Please return the data below word for word, keeping every line unchanged and in its original order.

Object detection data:
--------------------------------------------------

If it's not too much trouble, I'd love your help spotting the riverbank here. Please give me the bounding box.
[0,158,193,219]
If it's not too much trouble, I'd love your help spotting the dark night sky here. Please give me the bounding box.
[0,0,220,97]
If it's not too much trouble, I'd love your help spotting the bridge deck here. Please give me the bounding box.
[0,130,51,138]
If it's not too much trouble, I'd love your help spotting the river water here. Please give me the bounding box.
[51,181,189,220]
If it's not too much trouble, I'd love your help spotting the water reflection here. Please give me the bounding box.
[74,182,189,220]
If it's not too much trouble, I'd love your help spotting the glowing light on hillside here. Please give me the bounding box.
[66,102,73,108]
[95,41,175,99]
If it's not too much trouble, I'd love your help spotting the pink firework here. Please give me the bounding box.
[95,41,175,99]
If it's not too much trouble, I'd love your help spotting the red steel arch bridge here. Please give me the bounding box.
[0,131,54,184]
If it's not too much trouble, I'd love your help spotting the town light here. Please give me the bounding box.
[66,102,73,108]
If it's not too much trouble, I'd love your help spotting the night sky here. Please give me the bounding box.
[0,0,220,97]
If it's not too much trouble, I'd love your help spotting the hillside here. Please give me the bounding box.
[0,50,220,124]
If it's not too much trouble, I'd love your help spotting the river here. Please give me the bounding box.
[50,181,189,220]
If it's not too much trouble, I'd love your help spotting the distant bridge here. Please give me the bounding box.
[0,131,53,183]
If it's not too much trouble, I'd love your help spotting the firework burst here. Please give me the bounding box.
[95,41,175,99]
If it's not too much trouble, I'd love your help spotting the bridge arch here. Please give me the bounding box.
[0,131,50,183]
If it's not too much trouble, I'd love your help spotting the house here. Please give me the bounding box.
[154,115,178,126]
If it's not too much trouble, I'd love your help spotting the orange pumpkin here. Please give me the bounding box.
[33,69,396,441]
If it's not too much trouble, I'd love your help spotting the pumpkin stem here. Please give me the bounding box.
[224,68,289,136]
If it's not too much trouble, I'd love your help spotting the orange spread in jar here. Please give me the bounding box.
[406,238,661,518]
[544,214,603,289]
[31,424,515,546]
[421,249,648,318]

--------------------------------------------------

Complete answer:
If it's not too much trouble, I'd love your help spotting the riverbank here. Please give me the bounding box.
[0,158,193,219]
If it's not too much trouble, I'd love your help spotting the dark night sky here. Please give me the bounding box.
[0,0,220,97]
If it's not too much trouble, I'd love your help spotting the bridge deck here. Please give me the bounding box.
[0,130,51,138]
If it's not too much trouble, I'd love your help spotting the river water here. Please give me the bounding box.
[51,181,189,220]
If it's not too much trouble, I'd love your help spotting the water reflection here. Please give me the bounding box.
[74,182,189,220]
If it's not too much trouble, I'd love your help spotting the glowing light on hillside here. Please give me the bounding box.
[66,102,73,108]
[95,41,175,99]
If it's not too much trouble, I'd love your help spotting the pink firework here. Please give me the bounding box.
[95,41,175,99]
If it's not too much trouble, I'd love your help spotting the red steel arch bridge here. Please give me the bounding box.
[0,131,54,184]
If it's not too much trouble, I'd love your help spotting the town light here. Please give me the bounding box.
[66,102,73,108]
If it's not too much trouble, I'd love your help spotting the night sky here. Please give me the bounding box.
[0,0,220,97]
If it's not too much trouble, I'd love your help spotting the hillside here. Please give me the bounding box.
[0,50,220,124]
If it's not too much trouble, I'd love your help spotting the river here. Please give me the bounding box.
[50,181,189,220]
If it's not too much trouble, I'd love your help spotting the distant bridge here. Please give me the bounding box.
[0,131,53,183]
If it's not too much trouble, I'd love your help spotting the firework burst here. Please give me the bounding box.
[95,41,175,99]
If it's not too much trouble, I'd love your help spotting the bridge arch here. Please give me the bounding box.
[0,131,50,183]
If it's not too much trouble, I'd love your help spotting the house here. Please give me the bounding box.
[154,115,178,126]
If it's not too much trouble, I'd love your help spotting the orange pumpkin here. Please give me the bounding box.
[33,69,396,441]
If it's not too much trouble, I'd love your help spotting the pumpkin stem here. Please give me the bounding box.
[224,68,289,136]
If it's not too much trouble, I'd love your help spotting the orange spread in jar here. Please give me the bounding box.
[406,238,661,518]
[544,214,603,289]
[31,424,515,546]
[421,249,648,318]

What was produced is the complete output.